**Exercise requirements:**
Copy out the listing below word for word, from start to finish, leaving out the pictures.

**The records:**

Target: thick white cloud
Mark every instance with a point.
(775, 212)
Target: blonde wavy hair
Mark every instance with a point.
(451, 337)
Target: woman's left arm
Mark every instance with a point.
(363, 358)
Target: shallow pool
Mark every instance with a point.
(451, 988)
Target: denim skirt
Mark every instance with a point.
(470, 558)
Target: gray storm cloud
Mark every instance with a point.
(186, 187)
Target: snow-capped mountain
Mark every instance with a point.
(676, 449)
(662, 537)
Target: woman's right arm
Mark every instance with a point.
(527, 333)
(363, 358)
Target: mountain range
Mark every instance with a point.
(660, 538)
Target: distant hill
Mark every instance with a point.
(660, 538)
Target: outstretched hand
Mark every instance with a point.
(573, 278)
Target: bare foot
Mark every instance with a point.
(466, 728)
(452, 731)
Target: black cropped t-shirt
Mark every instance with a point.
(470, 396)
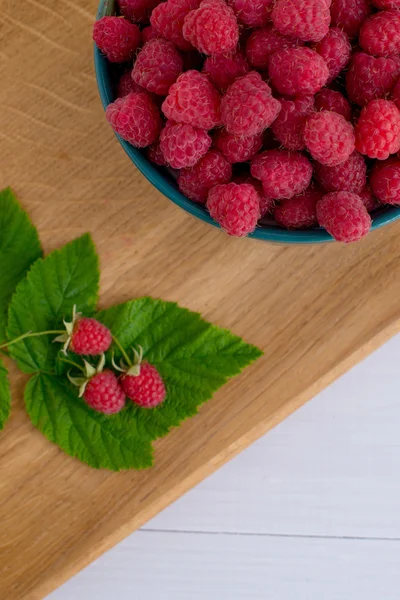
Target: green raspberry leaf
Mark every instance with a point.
(100, 441)
(5, 395)
(19, 248)
(194, 357)
(46, 296)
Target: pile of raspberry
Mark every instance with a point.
(282, 112)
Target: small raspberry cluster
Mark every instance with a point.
(284, 110)
(100, 387)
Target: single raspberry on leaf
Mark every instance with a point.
(378, 129)
(135, 118)
(236, 207)
(211, 170)
(283, 174)
(117, 38)
(85, 335)
(306, 20)
(212, 28)
(332, 100)
(297, 71)
(344, 216)
(329, 138)
(248, 106)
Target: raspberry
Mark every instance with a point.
(335, 49)
(288, 127)
(300, 211)
(212, 28)
(328, 99)
(264, 42)
(138, 11)
(380, 34)
(283, 174)
(253, 13)
(167, 20)
(104, 394)
(349, 15)
(157, 66)
(211, 170)
(235, 207)
(117, 38)
(298, 71)
(89, 337)
(349, 176)
(378, 129)
(248, 106)
(329, 138)
(237, 149)
(193, 99)
(126, 85)
(344, 216)
(307, 20)
(155, 155)
(146, 389)
(135, 118)
(369, 78)
(385, 181)
(223, 69)
(183, 145)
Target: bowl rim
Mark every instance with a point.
(160, 182)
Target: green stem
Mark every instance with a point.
(123, 352)
(29, 334)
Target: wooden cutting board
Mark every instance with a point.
(314, 310)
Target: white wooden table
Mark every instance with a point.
(309, 512)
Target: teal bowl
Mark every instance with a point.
(163, 181)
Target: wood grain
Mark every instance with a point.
(314, 311)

**The response:**
Target: thick white cloud
Mark every instance with a point.
(775, 212)
Target: blonde wavy hair
Mark every instance with a point.
(451, 337)
Target: woman's left arm
Mark every instance with a point.
(363, 358)
Target: shallow pool
Mark every instance with a point.
(451, 988)
Target: denim skirt
Mark every instance with a point.
(470, 558)
Target: gray storm cloud
Mark every instance with a point.
(186, 187)
Target: snow-capped mountain
Mark every instance with a point.
(676, 449)
(662, 537)
Target: woman's right arm
Mark every instance with a point.
(527, 333)
(363, 358)
Target: mountain range
Mark every instance with a point.
(660, 538)
Target: distant hill
Mark every instance with a point.
(660, 538)
Target: outstretched hand
Mark every instance with a point.
(573, 278)
Target: bare foot
Mark every instance with a point.
(466, 728)
(452, 731)
Target: black cropped t-shirt
Mark every instance with a point.
(470, 396)
Target: green raspberry leaf
Mark every instance with a point.
(100, 441)
(5, 395)
(19, 248)
(194, 357)
(46, 296)
Target: pile of raspberry
Mark every instance with a point.
(282, 112)
Target: small raspberry cluster
Mark every instance with a point.
(284, 110)
(100, 387)
Target: single raspberry on leaf
Mark every instance with a point.
(378, 129)
(135, 118)
(236, 207)
(211, 170)
(283, 174)
(117, 38)
(85, 335)
(306, 20)
(212, 28)
(332, 100)
(297, 71)
(344, 216)
(329, 138)
(248, 106)
Target: raspberry
Mark every instance with a point.
(335, 49)
(288, 127)
(300, 211)
(212, 28)
(328, 99)
(264, 42)
(138, 11)
(380, 34)
(283, 174)
(253, 13)
(167, 20)
(104, 394)
(349, 15)
(157, 66)
(211, 170)
(235, 207)
(117, 38)
(298, 71)
(89, 337)
(349, 176)
(378, 129)
(248, 106)
(329, 138)
(237, 149)
(193, 99)
(126, 85)
(344, 216)
(307, 20)
(155, 155)
(146, 389)
(135, 118)
(369, 78)
(385, 181)
(223, 69)
(183, 145)
Target: bowl rim
Mark every instance with a point.
(160, 182)
Target: green stem
Mark every instance with a point.
(123, 352)
(29, 334)
Target: wooden cutting board
Mark every instance with a point.
(314, 310)
Target: white wooden table
Mark every instance with a point.
(309, 512)
Target: teal bowl
Mark every instance with a point.
(163, 181)
Target: wood grain
Mark every instance with a point.
(314, 311)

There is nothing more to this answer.